>> Start Source records
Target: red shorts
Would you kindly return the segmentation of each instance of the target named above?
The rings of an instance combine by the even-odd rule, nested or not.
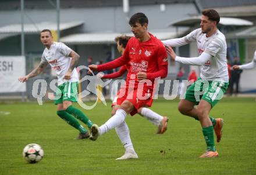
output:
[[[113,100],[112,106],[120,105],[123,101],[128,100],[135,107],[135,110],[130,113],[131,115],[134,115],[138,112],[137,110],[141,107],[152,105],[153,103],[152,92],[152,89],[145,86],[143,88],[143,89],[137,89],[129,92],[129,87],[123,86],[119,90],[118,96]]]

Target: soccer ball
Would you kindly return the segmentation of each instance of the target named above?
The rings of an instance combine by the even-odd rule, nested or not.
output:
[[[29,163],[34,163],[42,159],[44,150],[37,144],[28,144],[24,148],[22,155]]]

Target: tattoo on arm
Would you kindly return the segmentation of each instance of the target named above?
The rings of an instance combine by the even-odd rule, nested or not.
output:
>> End Source records
>> Start Source records
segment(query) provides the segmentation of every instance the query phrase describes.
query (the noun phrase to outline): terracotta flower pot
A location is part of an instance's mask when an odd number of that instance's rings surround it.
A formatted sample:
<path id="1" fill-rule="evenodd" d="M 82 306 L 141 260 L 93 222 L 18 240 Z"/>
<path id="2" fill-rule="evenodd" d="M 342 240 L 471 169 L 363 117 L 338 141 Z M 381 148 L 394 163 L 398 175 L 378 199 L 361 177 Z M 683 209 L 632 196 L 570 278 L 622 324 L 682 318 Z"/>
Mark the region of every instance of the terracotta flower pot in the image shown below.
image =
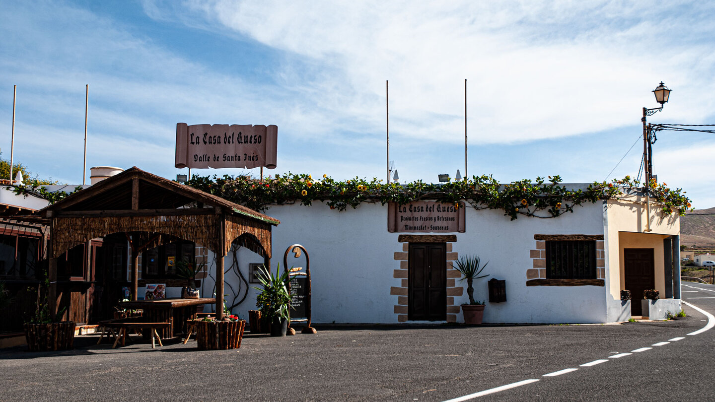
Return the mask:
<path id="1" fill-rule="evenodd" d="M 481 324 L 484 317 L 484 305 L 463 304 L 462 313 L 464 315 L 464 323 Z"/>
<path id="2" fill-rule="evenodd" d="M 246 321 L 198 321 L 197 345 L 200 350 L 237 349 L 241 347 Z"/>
>> End Source records
>> Start Source records
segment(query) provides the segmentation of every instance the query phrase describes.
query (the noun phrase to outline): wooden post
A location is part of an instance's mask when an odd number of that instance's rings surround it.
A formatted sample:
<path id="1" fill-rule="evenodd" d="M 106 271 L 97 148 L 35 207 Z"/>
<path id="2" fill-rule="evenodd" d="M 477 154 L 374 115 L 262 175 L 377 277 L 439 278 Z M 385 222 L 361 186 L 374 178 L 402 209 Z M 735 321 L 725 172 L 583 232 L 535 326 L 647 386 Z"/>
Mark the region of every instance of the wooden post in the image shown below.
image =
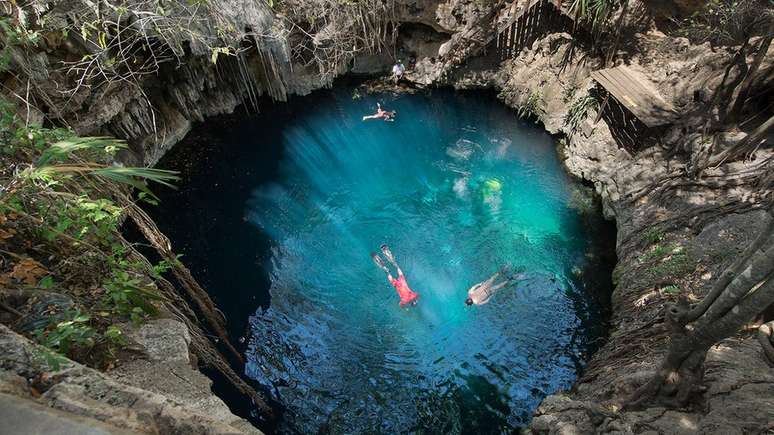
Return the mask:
>> End Source records
The problem: Find each of the lines above that contains the word "query", matching case exactly, and copy those lines out.

Solution below:
segment(query) provides the segmentation of every instance the query phrase describes.
query (the noun phrase to outline): terracotta flower pot
segment(query) provides the segmentation of every instance the query phrase describes.
query (the noun phrase to outline): wooden post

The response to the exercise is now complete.